__What is required__
From the entries, return every line where the string "dark" shows up.

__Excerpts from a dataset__

■ ■ ■ ■ ■ ■ ■

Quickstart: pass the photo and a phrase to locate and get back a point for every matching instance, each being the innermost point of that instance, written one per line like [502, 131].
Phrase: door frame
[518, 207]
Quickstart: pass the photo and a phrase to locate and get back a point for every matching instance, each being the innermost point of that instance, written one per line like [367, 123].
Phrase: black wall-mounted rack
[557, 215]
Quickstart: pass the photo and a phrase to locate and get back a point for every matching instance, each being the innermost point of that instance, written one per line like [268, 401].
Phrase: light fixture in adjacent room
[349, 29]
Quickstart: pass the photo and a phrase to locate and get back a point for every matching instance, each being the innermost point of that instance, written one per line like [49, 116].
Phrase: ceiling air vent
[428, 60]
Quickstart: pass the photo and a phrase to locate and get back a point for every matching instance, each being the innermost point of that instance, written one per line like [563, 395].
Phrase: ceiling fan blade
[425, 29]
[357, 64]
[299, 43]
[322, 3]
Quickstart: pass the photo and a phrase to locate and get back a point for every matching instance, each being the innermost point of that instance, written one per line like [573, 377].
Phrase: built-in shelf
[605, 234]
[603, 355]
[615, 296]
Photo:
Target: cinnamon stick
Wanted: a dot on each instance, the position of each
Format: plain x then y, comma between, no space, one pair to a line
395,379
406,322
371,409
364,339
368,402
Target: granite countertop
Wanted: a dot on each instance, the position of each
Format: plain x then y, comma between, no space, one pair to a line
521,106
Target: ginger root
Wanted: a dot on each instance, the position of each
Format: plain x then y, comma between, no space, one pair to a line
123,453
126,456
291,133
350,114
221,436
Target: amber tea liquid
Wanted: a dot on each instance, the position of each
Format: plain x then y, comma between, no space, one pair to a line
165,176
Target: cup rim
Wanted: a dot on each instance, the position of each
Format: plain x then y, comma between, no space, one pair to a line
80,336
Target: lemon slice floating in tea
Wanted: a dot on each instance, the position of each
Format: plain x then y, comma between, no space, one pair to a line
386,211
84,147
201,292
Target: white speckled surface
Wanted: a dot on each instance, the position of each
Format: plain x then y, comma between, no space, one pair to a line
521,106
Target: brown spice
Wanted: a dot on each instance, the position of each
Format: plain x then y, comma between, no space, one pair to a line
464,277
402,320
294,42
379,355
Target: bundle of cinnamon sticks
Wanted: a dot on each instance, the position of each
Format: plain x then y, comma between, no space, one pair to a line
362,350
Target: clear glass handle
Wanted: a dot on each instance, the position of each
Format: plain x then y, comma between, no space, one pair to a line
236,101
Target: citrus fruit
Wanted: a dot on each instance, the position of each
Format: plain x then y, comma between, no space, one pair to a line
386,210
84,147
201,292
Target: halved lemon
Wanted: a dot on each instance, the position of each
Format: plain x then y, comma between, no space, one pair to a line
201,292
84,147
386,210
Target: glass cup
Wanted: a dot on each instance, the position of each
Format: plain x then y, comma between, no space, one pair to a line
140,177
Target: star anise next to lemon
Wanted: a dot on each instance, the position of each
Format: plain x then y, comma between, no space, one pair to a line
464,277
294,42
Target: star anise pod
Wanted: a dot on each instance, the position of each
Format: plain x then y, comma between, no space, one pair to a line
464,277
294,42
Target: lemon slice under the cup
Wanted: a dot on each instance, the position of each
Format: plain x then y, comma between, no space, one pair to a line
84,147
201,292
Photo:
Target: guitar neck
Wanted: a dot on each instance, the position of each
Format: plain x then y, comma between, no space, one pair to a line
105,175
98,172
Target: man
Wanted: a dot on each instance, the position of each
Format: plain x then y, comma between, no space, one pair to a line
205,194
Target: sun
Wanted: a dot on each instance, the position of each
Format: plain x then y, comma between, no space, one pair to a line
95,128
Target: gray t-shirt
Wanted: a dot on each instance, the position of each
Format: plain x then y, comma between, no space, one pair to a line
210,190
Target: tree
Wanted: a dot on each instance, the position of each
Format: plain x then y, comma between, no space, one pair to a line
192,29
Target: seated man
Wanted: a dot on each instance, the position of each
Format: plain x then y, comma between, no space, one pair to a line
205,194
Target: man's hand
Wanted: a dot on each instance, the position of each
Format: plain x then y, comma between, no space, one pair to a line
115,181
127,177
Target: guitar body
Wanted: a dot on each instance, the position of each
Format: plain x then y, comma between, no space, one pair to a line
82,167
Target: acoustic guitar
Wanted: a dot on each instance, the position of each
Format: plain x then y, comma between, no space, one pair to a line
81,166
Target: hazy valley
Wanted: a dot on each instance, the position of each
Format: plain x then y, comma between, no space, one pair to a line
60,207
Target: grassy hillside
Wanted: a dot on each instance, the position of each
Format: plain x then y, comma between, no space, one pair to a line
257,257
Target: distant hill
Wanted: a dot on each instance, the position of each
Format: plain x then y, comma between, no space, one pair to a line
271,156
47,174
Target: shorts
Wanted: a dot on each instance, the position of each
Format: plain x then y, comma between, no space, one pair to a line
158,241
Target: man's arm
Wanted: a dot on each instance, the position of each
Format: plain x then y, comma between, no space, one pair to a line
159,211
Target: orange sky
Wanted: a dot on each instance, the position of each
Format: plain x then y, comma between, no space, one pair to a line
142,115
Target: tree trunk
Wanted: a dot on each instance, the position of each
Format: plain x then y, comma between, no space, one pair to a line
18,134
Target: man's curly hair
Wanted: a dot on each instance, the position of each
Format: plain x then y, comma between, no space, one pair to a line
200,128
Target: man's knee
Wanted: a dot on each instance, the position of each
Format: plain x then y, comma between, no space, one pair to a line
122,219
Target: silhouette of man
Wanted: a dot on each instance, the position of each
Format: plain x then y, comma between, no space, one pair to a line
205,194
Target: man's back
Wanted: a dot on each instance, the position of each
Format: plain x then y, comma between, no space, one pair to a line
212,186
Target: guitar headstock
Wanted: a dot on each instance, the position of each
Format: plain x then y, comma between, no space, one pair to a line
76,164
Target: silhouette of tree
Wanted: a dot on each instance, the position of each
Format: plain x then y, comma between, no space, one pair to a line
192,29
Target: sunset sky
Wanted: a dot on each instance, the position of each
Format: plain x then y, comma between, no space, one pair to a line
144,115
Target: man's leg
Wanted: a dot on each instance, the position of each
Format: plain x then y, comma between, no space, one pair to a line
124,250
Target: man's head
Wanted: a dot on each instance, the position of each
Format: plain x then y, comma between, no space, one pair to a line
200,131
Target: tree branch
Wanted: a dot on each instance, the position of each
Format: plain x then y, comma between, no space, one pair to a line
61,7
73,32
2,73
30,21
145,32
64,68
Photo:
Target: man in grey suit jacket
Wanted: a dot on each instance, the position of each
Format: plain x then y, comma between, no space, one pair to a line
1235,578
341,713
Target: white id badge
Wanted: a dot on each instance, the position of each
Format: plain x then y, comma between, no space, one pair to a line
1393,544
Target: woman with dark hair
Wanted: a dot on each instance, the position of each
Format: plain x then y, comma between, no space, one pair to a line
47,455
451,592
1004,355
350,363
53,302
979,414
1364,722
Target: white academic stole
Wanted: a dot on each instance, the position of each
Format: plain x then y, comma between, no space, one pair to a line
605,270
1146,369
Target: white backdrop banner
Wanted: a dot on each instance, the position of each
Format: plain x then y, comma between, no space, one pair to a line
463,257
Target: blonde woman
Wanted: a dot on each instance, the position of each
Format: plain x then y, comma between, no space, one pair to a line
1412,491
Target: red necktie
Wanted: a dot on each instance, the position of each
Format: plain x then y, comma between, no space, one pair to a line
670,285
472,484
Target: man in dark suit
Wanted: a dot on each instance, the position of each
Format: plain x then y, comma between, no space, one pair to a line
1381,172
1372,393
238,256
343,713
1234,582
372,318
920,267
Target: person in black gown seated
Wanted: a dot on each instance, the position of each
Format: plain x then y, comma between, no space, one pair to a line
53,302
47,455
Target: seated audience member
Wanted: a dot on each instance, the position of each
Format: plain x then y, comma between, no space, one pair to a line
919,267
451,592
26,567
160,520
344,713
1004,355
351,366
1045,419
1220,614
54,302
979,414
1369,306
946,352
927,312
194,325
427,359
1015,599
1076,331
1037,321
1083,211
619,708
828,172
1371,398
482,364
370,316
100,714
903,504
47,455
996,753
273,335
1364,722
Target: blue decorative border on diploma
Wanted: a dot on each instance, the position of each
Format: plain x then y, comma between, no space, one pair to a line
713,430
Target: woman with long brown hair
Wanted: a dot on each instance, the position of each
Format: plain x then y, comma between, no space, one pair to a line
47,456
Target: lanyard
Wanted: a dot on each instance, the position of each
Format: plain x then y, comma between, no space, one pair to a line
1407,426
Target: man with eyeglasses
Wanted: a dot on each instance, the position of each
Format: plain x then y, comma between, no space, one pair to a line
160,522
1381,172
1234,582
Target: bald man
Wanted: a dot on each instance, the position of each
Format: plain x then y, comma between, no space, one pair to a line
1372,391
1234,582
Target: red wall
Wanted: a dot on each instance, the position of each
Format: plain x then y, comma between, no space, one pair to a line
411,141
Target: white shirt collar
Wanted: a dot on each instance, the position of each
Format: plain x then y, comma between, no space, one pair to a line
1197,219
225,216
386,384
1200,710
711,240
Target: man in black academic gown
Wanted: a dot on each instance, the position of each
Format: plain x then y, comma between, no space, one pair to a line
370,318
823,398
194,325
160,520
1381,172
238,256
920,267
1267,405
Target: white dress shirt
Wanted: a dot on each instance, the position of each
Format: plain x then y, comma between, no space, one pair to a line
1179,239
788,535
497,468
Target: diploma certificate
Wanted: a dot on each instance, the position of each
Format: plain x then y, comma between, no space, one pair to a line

■ ■ ■ ■ ■ ■ ■

__Answer below__
Target: woman with dark hair
Target: man in dark suit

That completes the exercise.